Start of Selected extract

This paper presents a bibliometric review to map how academic research from different disciplines on luxury and gourmet restaurants has evolved, focusing on the most influential themes, contributors, and publication trends. To date, prior research has examined luxury as a broad construct, while bibliometric insights into luxury restaurant research remain scarce. Moreover, this study aims to uncover underlying structural patterns and theoretical imbalances within the field.
A total of 287 peer-reviewed journal articles was retrieved from Scopus and Web of Science, covering publications from 1995 to March 2025. Bibliometric tools such as VOSviewer and Bibliometrix were employed to conduct performance analysis and science mapping.
The analysis reveals growing academic interest in luxury dining, with dominant research topics that have been grouped into six clusters: (1) studies centered on customer satisfaction in the frame of the servicescape; (2) studies focused on the Michelin Guide linked to Destination Marketing Theories, Internationalization frameworks (global versus local strategies) and Digitalization; (3) studies interested in behavioral intentions grounded in the Pleasure–Arousal Paradigm, Theory of Planned Behavior and Brand Attachment; (4) studies focused on customer satisfaction but framed in the Experiential Consumption and Brand Personality Theory; (5) studies based on long-term loyalty in luxury restaurant, inspired in the Relationship Marketing and Social Psychology Theories; (5) studies managerially orientated, using approaches such as the traditional SERVQUAL model. Overall, core themes include customer satisfaction, service quality, behavioral intentions, loyalty, and the role of the Michelin Guide. Beyond this thematic structure, the findings reveal a strong theoretical convergence around satisfaction–loyalty paradigms, suggesting a potential saturation of dominant research streams. At the same time, the analysis exposes a structural imbalance, with a clear dominance of psychological and managerial models, while cultural and institutional perspectives remain underrepresented. Emerging trends highlight increasing attention to emotional value, sustainability, digital transformation, and identity signaling, although these remain weakly integrated into the dominant theoretical core.

End of Selected extract

Problem set »
(1) Repeat the passage of the luxury restaurant review that begins at the words "A total of 287" and stops after "and science mapping.", swapping "Scopus" for "Dimensions".
(2) Answer these questions on the luxury restaurant review:
(a) How many peer-reviewed journal articles were retrieved?
(b) Which bibliometric tools were used for performance analysis and science mapping?
(c) Which perspectives does the analysis find underrepresented?

Start of Stored data

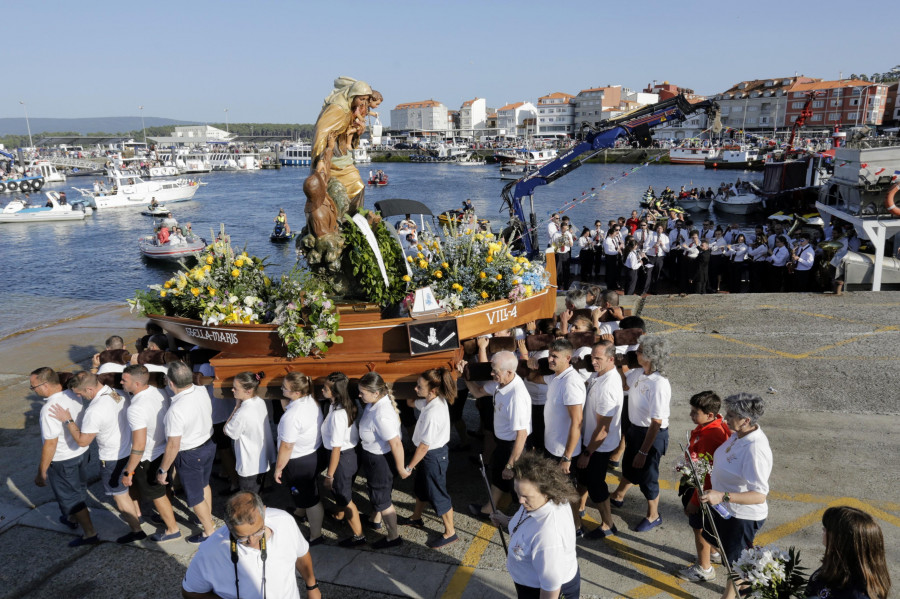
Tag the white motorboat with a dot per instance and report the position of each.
(46, 170)
(151, 248)
(17, 211)
(126, 188)
(744, 202)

End of Stored data

Exercise answers »
(1)
A total of 287 peer-reviewed journal articles was retrieved from Dimensions and Web of Science, covering publications from 1995 to March 2025. Bibliometric tools such as VOSviewer and Bibliometrix were employed to conduct performance analysis and science mapping.

(2)
(a) 287
(b) VOSviewer and Bibliometrix
(c) Cultural and institutional perspectives